Regeling vervallen per 01-01-2024

Erfgoedverordening 2010

Geldend van 29-10-2010 t/m 31-12-2023

Intitulé

Erfgoedverordening 2010

De raad van de gemeente Oldenzaal;

gelezen het voorstel van het college van burgemeester en wethouders van 27 juli 2010, nr. 31/8, reg.nr. INT-10-00551;

gelet op artikel 149 Gemeentewet, 12, 15 en 38 Monumentenwet 1988, 2.1 en 2.2 Wet algemene bepalingen omgevingsrecht;

b e s l u i t :

  • 1.

    in te trekken de Erfgoedverordening 2009;

  • 2.

    vast te stellen de Erfgoedverordening 2010.

Hoofdstuk 1 Algemeen

Artikel 1 Begripsbepalingen

Deze verordening verstaat onder:

  • a.

    gemeentelijk monument: een overeenkomstig deze verordening als gemeentelijk monument aangewezen:

    • 1.

      onroerende zaak die van algemeen belang is wegens zijn schoonheid, betekenis voor de wetenschap of cultuurhistorische waarde;

    • 2.

      terrein dat van algemeen belang is wegens een daar aanwezige zaak als bedoeld onder 1;

  • b.

    gemeentelijke monumentenlijst: de lijst waarop zijn geregistreerd de overeenkomstig deze verordening als gemeentelijk monument aangewezen zaken of terreinen bedoeld in onderdeel a;

  • c.

> _Opdracht 1_: Zoek in de records hieronder elke regel op die de tekenreeks "blue" bevat en schrijf al die regels over.

> _Aangeleverde records_:
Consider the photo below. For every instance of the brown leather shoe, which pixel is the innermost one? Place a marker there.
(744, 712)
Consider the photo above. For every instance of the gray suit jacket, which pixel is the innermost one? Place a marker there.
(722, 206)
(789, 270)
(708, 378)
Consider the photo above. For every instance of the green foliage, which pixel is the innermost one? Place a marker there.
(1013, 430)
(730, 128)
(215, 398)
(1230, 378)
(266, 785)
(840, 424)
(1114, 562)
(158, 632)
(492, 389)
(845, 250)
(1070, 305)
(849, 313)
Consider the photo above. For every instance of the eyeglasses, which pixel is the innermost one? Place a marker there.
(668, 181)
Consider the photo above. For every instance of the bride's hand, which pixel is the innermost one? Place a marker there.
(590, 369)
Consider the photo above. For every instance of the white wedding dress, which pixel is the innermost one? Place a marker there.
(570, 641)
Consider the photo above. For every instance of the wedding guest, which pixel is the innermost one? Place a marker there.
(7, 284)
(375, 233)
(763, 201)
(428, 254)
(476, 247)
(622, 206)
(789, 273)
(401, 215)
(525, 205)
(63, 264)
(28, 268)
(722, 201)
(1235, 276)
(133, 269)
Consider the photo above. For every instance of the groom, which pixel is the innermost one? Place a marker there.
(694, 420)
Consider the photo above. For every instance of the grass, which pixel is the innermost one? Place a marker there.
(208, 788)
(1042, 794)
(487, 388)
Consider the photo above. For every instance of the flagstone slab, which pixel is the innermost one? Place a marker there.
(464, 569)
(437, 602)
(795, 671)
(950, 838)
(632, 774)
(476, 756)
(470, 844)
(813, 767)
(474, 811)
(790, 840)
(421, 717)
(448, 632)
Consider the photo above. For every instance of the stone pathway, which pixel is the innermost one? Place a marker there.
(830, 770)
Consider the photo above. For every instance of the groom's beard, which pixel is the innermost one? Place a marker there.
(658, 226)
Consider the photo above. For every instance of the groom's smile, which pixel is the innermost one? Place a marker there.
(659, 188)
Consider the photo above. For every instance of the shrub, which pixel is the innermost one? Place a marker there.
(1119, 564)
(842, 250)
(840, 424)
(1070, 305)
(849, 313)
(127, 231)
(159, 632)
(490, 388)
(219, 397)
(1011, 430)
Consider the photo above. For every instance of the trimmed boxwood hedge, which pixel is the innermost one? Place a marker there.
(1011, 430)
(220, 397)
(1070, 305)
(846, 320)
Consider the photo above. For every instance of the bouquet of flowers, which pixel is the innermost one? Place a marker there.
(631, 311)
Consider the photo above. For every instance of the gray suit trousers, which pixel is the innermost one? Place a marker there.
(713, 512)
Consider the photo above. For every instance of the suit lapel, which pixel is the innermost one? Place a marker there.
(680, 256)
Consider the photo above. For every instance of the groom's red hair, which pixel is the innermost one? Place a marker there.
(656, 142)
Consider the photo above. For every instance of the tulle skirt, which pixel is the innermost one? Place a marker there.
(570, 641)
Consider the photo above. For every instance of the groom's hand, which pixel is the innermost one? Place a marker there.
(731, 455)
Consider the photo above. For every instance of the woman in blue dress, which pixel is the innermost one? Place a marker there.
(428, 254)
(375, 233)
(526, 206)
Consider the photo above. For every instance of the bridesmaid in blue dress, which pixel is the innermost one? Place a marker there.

> _Opdracht 2_:
Beantwoord op basis van de Erfgoedverordening 2010 de volgende vragen:
(a) Per welke datum is de regeling vervallen?
(b) Van welke datum is het voorstel van het college van burgemeester en wethouders?
(c) Welke verordening trekt de raad in?

> _Antwoord 1_:
Consider the photo above. For every instance of the woman in blue dress, which pixel is the innermost one? Place a marker there.
Consider the photo above. For every instance of the bridesmaid in blue dress, which pixel is the innermost one? Place a marker there.

> _Antwoord 2_:
(a) Per 01-01-2024.
(b) Van 27 juli 2010.
(c) De Erfgoedverordening 2009.